_PASSAGE TO READ_
○ ○ ○ ○ ○

Encryption, or encoding messages to prevent unwanted parties from snooping, is regarded as a crucial tool for communicating and doing business on the web. But for American law enforcement, the mass adoption of strong encryption tools — which would prevent even technology companies from decrypting private messages — poses a national security dilemma.
The FBI and U.S. intelligence agencies say that encryption can lead to tremendous harm. Being prevented from reading encrypted communications, they say, interferes with their ability to solve crimes and prevent terror attacks. U.S. officials argue that criminals and members of ISIS use encryption to escape the reach of justice. But technologists, privacy advocates, and even the White House maintain that efforts to weaken American encryption standards would do more harm than good.
Proponents of strong encryption say that granting law enforcement special access to devices and apps would necessarily compromise our security. This would leave citizens, businesses, and government networks vulnerable to malicious hackers and foreign spies, they argue. (If a special "backdoor" is created for law enforcement, can't determined bad actors sneak in too?) While the Obama administration decided not to seek legislation to alter encryption standards in October, appearing to temporarily settle the issue, law enforcement officials have used the Paris and San Bernardino terror attacks to make their case again.
While the FBI has not presented evidence that encrypted communication prevented law enforcement from thwarting the attacks, they will point to the looming threat of terrorism to push for Silicon Valley to change its stance this year.
Should the law treat your documents stored in the cloud as if they're in your filing cabinet at home, or more like the business records of a web company? Who, in fact, owns your email? Do prosecutors need to show probable cause and obtain a warrant before police can track your phone's location? If the government copies your hard drive for an investigation, can it keep the copy and use it for a different one in the future? How have law enforcement agencies used and misused stingrays, devices that can mimic cell towers and track a phone's call records, location, and even the content of a conversation? Federal courts will continue to wrestle with these questions in 2016 as citizens and the state apply the Fourth Amendment's protections against unreasonable searches in new contexts.

○ ○ ○ ○ ○

_RECORD SET_
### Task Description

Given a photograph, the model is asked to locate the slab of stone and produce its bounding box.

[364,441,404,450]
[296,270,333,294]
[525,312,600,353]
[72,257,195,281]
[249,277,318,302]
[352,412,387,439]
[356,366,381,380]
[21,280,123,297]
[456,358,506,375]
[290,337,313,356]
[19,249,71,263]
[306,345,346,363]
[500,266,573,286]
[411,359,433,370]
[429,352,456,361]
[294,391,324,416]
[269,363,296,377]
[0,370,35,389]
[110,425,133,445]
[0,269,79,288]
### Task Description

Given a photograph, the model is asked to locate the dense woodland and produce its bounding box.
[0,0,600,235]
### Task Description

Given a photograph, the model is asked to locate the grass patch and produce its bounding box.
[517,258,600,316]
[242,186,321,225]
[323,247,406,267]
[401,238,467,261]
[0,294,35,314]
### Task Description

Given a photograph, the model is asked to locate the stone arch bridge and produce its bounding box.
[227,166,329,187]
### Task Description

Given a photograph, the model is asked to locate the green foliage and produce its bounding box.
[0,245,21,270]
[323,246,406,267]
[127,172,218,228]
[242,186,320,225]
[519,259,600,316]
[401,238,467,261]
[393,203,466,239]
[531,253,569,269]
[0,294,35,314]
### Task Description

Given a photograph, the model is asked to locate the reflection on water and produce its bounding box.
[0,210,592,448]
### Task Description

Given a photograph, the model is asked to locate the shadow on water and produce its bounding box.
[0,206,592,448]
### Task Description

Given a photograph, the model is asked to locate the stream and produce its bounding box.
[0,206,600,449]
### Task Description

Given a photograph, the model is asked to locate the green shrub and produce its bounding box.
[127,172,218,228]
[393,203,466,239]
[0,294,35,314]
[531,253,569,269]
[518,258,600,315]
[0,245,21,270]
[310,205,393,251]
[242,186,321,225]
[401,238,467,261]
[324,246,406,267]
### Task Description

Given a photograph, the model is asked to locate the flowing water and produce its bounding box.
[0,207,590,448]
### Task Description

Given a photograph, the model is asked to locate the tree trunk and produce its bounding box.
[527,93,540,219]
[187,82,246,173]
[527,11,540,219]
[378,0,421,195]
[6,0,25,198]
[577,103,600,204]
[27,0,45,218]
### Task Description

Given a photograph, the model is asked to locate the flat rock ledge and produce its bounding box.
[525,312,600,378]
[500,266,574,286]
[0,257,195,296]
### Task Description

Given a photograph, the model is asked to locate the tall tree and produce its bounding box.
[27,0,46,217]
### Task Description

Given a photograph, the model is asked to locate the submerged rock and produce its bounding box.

○ ○ ○ ○ ○

_TO-DO LIST_
• A. In the encryption passage, in which month did the Obama administration decide not to seek legislation to alter encryption standards?
• B. For each statement, say whether it agrees with the encryption passage, and quote the words that decide it.
(i) The FBI has presented evidence that encryption kept law enforcement from thwarting the attacks.
(ii) The White House holds that efforts to weaken American encryption standards would do more harm than good.
(iii) Stingrays are devices that can mimic cell towers.
Answer using only the encryption passage.

_EXPECTED RESPONSES_
• A. October

• B.
(i) No: "the FBI has not presented evidence that encrypted communication prevented law enforcement from thwarting the attacks"
(ii) Yes: "even the White House maintain that efforts to weaken American encryption standards would do more harm than good"
(iii) Yes: "stingrays, devices that can mimic cell towers"